◆ Çalışma Soruları
a. Karar metninde "Gaziantep 2. Asliye Ticaret Mahkemesi'nin" sözleriyle başlayan paragrafı, temel bilgilerini koruyarak daha kısa biçimde yeniden yazar mısın?
b. Kayıtlarda "camouflage" dizisini içeren bütün satırları toplar mısın? Büyük ve küçük harf ayrımı dikkate alınmalıdır.
##### Alıntı #####
Emsal Mahkeme Kararı Gaziantep Bölge Adliye Mahkemesi 17. Hukuk Dairesi 2022/97 E. 2022/2273 K. 06.12.2022 T.

Görüntülediğiniz mahkeme kararı kesinleşmiş bir karardır.

T.C. GAZİANTEP BAM 17. HUKUK DAİRESİ Esas-Karar No: 2022/97 – 2022/2273
T.C.
GAZİANTEP
BÖLGE ADLİYE MAHKEMESİ
17. HUKUK DAİRESİ

ESAS NO : 2022/97
KARAR NO : 2022/2273

T Ü R K M İ L L E T İ A D I N A
B Ö L G E A D L İ Y E M A H K E M E S İ K A R A R I

BAŞKAN : ..
ÜYE : …
ÜYE :..
KATİP : ..
İNCELENEN KARARIN
MAHKEMESİ : GAZİANTEP 2. ASLİYE TİCARET MAHKEMESİ
TARİHİ : 14/10/2021
NUMARASI : 2021/472 Esas- 2021/764 Karar
DAVACI : ..
VEKİLLERİ : Av. ..
: Av. F.
DAVALI : 1 -..
VEKİLİ : Av. …
DAVALI : 2 -….
DAVANIN KONUSU : Tazminat (Ölüm Ve Cismani Zarar Sebebiyle Açılan Tazminat)
KARAR TARİHİ : 06/12/2022
GEREKÇELİ KARARIN
YAZILDIĞI TARİH : 12/12/2022

Gaziantep 2. Asliye Ticaret Mahkemesi’nin 14/10/2021 tarih, 2021/472 Esas ve 2021/764 Karar sayılı kararı aleyhine davacı ve davalı Güvence Hesabı vekili istinaf başvurusunda bulunduğundan dosyanın yapılan incelemesi sonunda;
GEREĞİ DÜŞÜNÜLDÜ:
Davacı vekili dava dilekçesinde;… tarihinde plakası ve sürücüsü tespit edilemeyen aracın müvekkiline çarpması neticesinde müvekkilinin ağır şekilde yaralandığını, tedavi gördüğünü, kazanın oluşumunda müvekkilinin kusurunun bulunmadığını, karşı tarafın kusurlu olduğunu, kazaya sebebiyet veren aracın plakasının ve sürücüsünün tespit edilemediğinden davanın …yöneltildiğini, müvekkilinin sağlık giderleri teminatından davalı ….. kurumunun sorumlu olduğunu belirterek şimdilik 20,00 TL, maddi tazminatın davalı …..10,00 TL belirsiz bakıcı gideri tazminatının davalı ….’dan alınarak müvekkiline ödenmesini talep ve dava etmiş, davacı vekili 12/02/2019 tarihli dilekçesi ile dava değerini 54.478,38 TL’ye yükseltmiştir.
##### Veri Kayıtları #####
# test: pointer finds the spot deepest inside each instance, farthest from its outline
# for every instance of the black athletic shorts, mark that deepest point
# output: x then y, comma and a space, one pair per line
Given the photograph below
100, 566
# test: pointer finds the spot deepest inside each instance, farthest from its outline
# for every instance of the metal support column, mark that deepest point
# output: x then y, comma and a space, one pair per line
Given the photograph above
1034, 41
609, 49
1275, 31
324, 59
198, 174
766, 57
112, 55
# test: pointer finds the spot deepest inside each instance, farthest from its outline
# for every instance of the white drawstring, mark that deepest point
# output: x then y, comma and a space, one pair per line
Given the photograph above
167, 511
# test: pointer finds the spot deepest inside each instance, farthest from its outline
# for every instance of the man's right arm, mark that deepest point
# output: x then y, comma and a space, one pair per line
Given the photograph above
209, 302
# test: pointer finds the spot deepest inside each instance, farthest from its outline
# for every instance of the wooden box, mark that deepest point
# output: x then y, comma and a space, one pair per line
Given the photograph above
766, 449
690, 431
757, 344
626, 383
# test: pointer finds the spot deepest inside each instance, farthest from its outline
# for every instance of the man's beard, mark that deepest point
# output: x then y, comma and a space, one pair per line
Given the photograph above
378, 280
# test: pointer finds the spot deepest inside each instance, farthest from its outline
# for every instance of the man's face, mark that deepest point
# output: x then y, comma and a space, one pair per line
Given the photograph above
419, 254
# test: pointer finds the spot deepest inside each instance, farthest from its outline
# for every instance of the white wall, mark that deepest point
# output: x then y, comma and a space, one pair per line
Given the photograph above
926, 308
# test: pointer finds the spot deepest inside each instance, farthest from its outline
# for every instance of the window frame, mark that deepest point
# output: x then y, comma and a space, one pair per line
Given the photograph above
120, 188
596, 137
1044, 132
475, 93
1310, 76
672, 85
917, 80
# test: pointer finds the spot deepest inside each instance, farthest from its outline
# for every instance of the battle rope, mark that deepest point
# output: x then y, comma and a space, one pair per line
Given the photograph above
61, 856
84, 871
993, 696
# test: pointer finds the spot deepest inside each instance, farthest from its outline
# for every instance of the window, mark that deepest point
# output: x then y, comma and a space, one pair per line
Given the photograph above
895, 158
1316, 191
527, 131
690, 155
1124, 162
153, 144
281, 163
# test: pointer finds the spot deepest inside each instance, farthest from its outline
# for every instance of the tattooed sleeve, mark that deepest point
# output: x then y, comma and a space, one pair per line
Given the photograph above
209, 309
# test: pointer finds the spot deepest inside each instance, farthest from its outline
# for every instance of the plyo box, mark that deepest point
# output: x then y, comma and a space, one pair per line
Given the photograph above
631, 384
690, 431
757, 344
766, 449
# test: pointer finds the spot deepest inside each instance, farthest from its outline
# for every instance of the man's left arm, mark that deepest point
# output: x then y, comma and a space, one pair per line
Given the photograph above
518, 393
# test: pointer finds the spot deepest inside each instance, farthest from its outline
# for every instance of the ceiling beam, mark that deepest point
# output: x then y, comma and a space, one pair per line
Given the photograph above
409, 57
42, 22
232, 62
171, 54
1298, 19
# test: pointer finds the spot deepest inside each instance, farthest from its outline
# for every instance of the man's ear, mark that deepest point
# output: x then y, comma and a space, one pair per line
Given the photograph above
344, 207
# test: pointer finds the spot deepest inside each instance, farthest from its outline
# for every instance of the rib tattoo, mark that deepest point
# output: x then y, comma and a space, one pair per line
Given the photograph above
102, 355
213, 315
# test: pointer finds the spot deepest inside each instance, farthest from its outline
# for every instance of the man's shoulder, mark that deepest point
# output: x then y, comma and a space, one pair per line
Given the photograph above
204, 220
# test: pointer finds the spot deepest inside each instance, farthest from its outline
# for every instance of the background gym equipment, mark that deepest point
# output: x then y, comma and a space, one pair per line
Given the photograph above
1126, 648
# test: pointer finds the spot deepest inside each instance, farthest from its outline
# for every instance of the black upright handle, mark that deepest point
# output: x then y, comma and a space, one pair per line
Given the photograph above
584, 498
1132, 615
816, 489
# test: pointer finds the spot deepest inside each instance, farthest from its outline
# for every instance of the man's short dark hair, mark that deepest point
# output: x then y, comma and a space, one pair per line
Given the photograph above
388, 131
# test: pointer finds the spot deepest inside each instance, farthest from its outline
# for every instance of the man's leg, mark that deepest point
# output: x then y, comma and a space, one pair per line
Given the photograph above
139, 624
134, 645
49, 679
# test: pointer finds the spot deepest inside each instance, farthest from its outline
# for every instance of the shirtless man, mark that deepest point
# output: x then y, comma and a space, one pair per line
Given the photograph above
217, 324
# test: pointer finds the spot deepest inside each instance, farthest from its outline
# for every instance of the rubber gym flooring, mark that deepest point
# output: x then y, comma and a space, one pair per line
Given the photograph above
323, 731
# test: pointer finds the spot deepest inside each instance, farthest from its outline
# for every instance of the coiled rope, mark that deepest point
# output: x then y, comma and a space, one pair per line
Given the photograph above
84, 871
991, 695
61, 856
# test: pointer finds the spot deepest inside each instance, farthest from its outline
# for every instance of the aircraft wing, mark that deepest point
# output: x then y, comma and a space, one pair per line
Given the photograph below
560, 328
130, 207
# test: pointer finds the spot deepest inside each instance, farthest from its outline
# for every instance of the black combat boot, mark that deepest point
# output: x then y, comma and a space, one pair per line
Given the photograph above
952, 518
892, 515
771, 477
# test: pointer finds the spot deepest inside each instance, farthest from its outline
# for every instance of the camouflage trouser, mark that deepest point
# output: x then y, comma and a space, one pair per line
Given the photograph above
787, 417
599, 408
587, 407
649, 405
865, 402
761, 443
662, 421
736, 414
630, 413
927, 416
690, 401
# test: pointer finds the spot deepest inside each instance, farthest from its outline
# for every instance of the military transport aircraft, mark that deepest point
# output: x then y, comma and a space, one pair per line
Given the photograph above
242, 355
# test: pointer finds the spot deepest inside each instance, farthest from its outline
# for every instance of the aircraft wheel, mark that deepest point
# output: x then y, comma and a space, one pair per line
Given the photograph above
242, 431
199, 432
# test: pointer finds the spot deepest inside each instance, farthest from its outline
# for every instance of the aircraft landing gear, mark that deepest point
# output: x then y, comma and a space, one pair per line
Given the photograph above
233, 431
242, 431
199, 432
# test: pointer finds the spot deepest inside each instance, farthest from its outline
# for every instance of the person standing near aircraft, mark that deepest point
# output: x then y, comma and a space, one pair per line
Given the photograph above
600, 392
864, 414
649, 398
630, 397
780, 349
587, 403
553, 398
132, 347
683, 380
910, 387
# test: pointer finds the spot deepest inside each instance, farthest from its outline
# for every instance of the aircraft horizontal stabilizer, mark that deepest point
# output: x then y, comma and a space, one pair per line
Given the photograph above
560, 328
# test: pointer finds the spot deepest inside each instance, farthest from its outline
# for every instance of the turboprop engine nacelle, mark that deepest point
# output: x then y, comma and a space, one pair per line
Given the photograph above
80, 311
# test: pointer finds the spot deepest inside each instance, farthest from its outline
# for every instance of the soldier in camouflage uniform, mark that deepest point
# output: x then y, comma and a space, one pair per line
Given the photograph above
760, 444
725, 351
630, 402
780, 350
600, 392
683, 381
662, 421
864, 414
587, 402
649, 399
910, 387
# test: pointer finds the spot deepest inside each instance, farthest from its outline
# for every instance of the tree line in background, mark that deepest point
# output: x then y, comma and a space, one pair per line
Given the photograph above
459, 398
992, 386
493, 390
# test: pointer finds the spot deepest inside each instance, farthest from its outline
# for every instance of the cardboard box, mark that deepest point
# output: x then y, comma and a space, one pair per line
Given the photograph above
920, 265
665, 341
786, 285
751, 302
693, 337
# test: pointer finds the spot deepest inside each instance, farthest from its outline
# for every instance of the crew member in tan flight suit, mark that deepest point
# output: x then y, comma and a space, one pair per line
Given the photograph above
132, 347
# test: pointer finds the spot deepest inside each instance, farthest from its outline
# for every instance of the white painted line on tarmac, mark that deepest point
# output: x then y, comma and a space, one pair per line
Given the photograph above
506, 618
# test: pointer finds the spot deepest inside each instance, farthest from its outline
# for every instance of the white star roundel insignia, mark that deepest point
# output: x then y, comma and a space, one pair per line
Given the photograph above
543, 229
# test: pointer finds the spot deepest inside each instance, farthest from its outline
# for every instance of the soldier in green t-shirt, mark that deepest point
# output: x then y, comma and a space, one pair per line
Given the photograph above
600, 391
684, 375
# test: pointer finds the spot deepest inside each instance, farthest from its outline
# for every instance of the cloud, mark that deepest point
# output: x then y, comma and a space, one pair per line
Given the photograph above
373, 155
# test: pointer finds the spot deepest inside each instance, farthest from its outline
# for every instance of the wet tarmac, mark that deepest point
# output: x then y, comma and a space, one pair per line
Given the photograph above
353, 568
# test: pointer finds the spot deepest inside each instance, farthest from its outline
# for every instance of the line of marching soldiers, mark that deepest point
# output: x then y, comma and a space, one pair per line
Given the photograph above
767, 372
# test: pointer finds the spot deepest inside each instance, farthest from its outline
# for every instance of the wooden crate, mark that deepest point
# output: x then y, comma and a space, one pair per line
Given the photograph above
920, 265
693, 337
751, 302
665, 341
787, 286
#####
◆ Görevlere Göre Çözümler
a. Davacı ve davalı Güvence Hesabı vekili, Gaziantep 2. Asliye Ticaret Mahkemesi'nin 14/10/2021 tarihli, 2021/472 Esas ve 2021/764 Karar sayılı kararına karşı istinaf başvurusunda bulundu. Bunun üzerine dosya incelendi.

b.
# for every instance of the camouflage trouser, mark that deepest point
# for every instance of the soldier in camouflage uniform, mark that deepest point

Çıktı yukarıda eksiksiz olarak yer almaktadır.